→ DOCUMENT EXTRACT

start

Yesterday, we spoke about how expansions are made and tomorrow, we’ll be learning about the origins of some of the set’s most talked about legendary cards.
The Roar: Let’s talk about the new mechanics we’ve seen in The Witchwood. We’ll start off with Rush, obviously, very similar to Charge. Tell us how and why that mechanic came about.
Dean Ayala: Sure, Rush is … well, I think one of the problems with Charge, I’ll say first, is that the idea that a minion can hop on the board and is able to immediately attack opens up a lot of interesting gameplay stats where you can … You’re sort of reacting to what your opponent does, otherwise they can just remove your minions forever.
But with Charge specifically, the idea that you could play a minion and then just attack face as soon as possible [is problematic] – and those cards combo really well with a lot of buff cards like Blessing of Kings and Windfury, and stuff like that.

end

→ PROVIDED DATA
start

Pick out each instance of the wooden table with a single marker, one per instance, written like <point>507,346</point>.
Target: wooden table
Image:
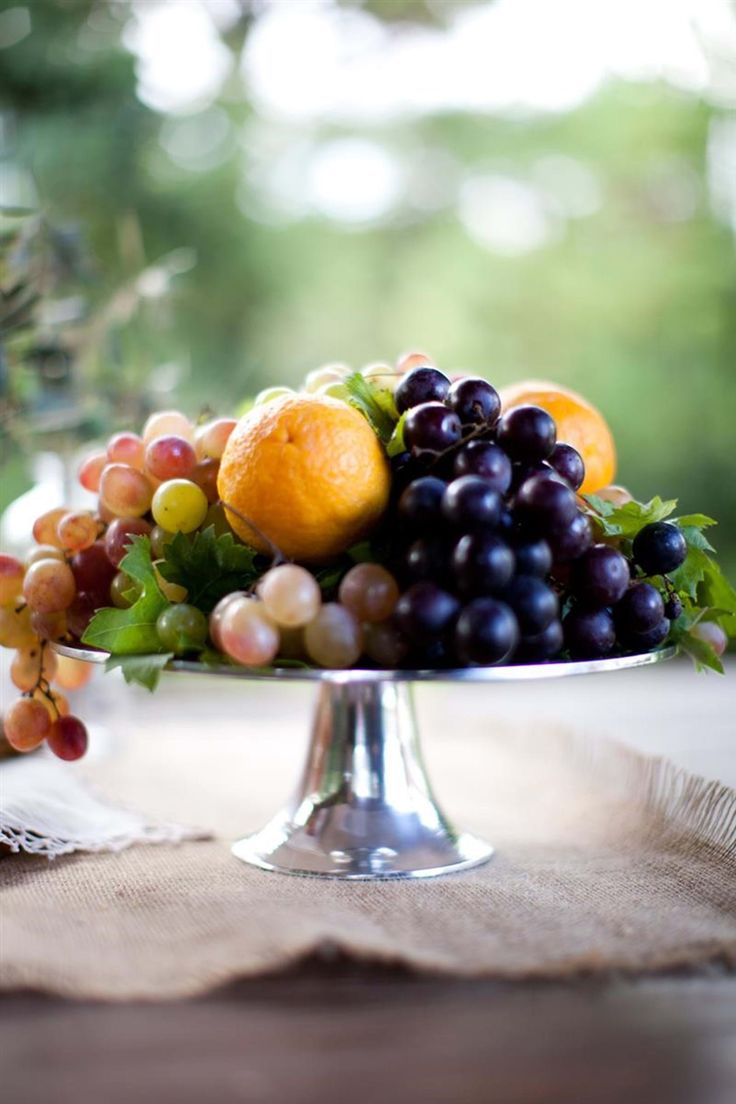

end

→ TASKS AND EXERCISES
1. Set down everything in the Witchwood interview from "But with Charge" down to "stuff like that.", copied word for word.
2. In the Witchwood interview, which two buff cards does Dean Ayala name as combining well with Charge minions?
3. Write the next part of the Witchwood interview, starting after its final sentence.
The lines have nothing to do with the Witchwood interview.

→ THE REPLIES
1.
But with Charge specifically, the idea that you could play a minion and then just attack face as soon as possible [is problematic] – and those cards combo really well with a lot of buff cards like Blessing of Kings and Windfury, and stuff like that.

2. Blessing of Kings and Windfury.

3.
So in order to make those cards at a power level that is reasonable, they can be balanced for going face, but they end up being really weak if you want to do any in-game trading, which is really unfortunate, because I think the cool and interesting part of Charge is that you can react to the stuff that your opponent is doing on board, even if you don’t have the spells available in your class to do so.
So, that’s the problem that we have with Charge and I think Rush sort of alleviates that and allows us to get the interesting part of Charge while still attributing enough power level to those cards that it makes it appealing to do that interesting thing where you’re trading and making favourable trades.
So that’s kind of how the mechanic came about, and then we playtested it a lot in gameplay and really liked it, so we decided to go with that.
The Roar: Fair enough. Is it fair to say that this is a mechanic that’s unlike Inspire or Adapt, so it’ll be around for the long haul?
Dean Ayala: I think it is more likely at this time that it’ll be around than something like Inspire was. There’s nothing really wrong, in our minds, with introducing a mechanic and then not having it continue. Because I think, we’re going to release a ton of new mechanics over time.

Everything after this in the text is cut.